YOUR GOAL: Continue the Tech-Ed 2013 overview of Visual Studio and Team Foundation Server from the point where it stops.
--- begin EXCERPTED PASSAGE ---
Tech-Ed 2013 brought a heavy focus on the Application Lifecycle Management products and features Microsoft is bringing to the table. Visual Studio and Team Foundation Server 2012 and soon 2013 deliver features to help developers improve productivity and quality.
Microsoft has embraced a 3-4 month release cycle with updates for Visual Studio and Team Foundation Server (TFS). With such a quick turnaround for updates we’re often asked if you should “just wait” for the next release. There will always be a next one, at this point it’s a matter of “pick your time and go.”
Both Visual Studio and TFS 2013 previews will release during the Build conference on 6/26/2013. While these are officially “preview” products, TFS 2013 does include a go-live license. Microsoft did communicate that they are using it in their production environment. That being said no official release month has been announced (as of this writing).
TFS 2013 will introduce new agile planning tools to scale, supporting larger organizations:
- Work breakdown into hierarchical levels such as goals, initiatives, features, and stories
- Team hierarchies within the project, allowing individual teams to be agile on their own terms
- Product backlog management including drag and drop prioritization and tagging work items
- Kanban board extended to support teams and new features
For the developer, improved features help manage distributed teams, understand complex code, and test code to scale:
- Team room provides a collaboration space for the agile team. All activity such as builds, code reviews, changesets, developer chat, and code commenting rolls up to the team room. Sub-teamrooms can also be created that filter the activity on any number of parameters.
- Code information indicators provide server side “HUD” functionality inline with your code. You can see references, test status, who tested the code, TFS changes, and TFS authors. Look for this functionality to expand as updates to Visual Studio and TFS 2013 are released.
--- end EXCERPTED PASSAGE ---
--- begin PROVIDED MATERIAL ---
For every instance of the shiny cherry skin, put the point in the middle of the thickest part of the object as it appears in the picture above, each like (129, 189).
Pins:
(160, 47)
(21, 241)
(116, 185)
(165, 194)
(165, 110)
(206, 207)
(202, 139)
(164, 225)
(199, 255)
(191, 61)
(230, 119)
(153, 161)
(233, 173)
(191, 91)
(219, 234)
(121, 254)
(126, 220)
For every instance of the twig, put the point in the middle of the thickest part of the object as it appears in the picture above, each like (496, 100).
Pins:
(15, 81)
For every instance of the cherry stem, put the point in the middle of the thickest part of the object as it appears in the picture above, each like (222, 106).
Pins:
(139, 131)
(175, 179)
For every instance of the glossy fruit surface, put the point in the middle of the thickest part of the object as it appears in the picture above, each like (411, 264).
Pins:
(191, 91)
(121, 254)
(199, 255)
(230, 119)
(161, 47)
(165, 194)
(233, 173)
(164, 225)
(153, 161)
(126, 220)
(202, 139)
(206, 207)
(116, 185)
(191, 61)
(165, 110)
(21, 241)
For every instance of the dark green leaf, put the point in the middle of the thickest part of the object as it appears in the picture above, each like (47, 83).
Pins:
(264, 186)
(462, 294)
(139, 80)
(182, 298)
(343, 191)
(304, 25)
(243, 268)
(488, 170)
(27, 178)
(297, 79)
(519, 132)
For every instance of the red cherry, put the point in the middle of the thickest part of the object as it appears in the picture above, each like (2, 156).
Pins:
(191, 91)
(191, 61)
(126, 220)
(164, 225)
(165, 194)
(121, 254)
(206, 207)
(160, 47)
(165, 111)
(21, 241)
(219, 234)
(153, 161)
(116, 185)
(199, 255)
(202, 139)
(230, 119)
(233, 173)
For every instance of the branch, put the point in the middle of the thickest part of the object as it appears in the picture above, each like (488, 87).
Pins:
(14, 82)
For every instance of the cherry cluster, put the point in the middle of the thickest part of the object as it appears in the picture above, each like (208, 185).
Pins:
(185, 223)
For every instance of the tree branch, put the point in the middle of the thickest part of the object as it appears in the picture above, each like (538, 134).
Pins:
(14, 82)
--- end PROVIDED MATERIAL ---
WRITTEN ANSWER:
- The Visual Studio IDE is now connected. You will see a name indicator similar to Office 2013 functionality in the upper right corner. Being connected enables roaming settings, IDE options will follow you to any development workstation.
- GIT is embraced in Visual Studio and TFS 2013 on-premise. Without sacrificing ALM capabilities code can be linked and traced to work items and builds. The Visual Studio client can be used against any GIT repository and any GIT client can be used against the TFS hosted GIT repository. When creating a new team project you are given the option of choosing TFS or GIT for source control.
- Load testing is being introduced as a part of the Team Foundation Service. 2013 versions deliver a web and performance testing template that can be used by the TFS service to execute these tests. The template can also be converted to a coded UI test for greater flexibility such as data-driven testing.
New features supporting operations will also be in the 2013 releases including production incident management and troubleshooting. Systems Center Operations Manager (SCOM) now integrates with TFS. With SCOM monitoring an alert generates a work item in TFS. Developers can then troubleshoot reliability and performance events with intellitrace files that link through the build to the source code.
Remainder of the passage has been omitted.